— YOUR OBJECTIVE —
Render the material below, from the line containing "of the street" through the line containing "M141 75L149 40L120", as a Markdown table with the columns Row and Line. Number each row and omit any blank lines.

— DATA FOR PROCESSING —
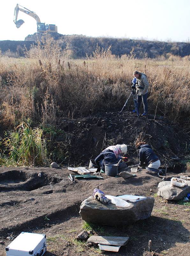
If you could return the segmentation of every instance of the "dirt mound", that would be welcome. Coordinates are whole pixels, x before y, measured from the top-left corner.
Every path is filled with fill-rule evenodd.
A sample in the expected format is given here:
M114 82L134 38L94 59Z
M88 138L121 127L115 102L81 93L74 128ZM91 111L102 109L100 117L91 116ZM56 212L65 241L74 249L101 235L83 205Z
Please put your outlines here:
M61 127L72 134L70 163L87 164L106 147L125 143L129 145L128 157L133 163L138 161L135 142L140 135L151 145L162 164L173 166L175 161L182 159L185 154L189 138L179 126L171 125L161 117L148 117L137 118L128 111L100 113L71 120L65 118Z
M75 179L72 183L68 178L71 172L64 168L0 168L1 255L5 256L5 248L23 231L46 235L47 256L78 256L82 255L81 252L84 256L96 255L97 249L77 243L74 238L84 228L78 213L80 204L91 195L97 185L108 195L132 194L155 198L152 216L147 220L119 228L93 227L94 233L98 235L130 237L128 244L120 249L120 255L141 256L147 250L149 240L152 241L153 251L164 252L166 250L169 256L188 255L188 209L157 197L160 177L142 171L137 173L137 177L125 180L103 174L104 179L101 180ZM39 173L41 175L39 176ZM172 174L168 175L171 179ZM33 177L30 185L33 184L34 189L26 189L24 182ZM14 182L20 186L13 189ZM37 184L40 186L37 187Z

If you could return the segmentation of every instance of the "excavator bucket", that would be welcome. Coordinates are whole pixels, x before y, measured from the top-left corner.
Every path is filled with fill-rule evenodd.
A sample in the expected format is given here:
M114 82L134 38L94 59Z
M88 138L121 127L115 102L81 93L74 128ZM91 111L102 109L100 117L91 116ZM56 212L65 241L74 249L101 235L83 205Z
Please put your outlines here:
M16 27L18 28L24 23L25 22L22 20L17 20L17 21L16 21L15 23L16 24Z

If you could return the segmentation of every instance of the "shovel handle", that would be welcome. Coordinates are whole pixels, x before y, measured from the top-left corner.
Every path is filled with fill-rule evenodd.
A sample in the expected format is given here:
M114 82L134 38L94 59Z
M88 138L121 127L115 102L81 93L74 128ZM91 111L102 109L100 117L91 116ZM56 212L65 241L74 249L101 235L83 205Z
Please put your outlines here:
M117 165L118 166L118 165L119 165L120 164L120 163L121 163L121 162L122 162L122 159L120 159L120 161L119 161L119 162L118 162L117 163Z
...
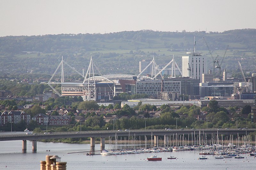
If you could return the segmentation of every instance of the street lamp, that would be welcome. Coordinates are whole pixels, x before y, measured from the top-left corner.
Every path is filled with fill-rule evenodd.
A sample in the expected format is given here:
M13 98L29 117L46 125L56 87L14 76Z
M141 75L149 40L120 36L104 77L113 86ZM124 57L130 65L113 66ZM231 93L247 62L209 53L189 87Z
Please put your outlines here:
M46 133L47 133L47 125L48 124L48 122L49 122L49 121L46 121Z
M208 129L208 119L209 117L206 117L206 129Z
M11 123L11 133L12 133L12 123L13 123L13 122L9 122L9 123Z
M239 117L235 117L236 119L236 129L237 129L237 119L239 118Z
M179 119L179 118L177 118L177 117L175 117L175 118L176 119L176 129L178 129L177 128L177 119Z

— REPLY —
| Row | Line |
|---|---|
| 1 | If you could return the segmentation of every instance of the street lamp, that would be welcome. Coordinates are whole pixels, x before y, measured from the top-left corner. |
| 2 | Every path is filled with fill-rule evenodd. |
| 3 | A sample in the expected format is given here: |
| 4 | M13 98L29 117L46 125L56 87L14 76Z |
| 5 | M141 75L149 40L120 36L104 77L113 86ZM124 57L130 65L113 66ZM231 93L247 62L209 53L189 87Z |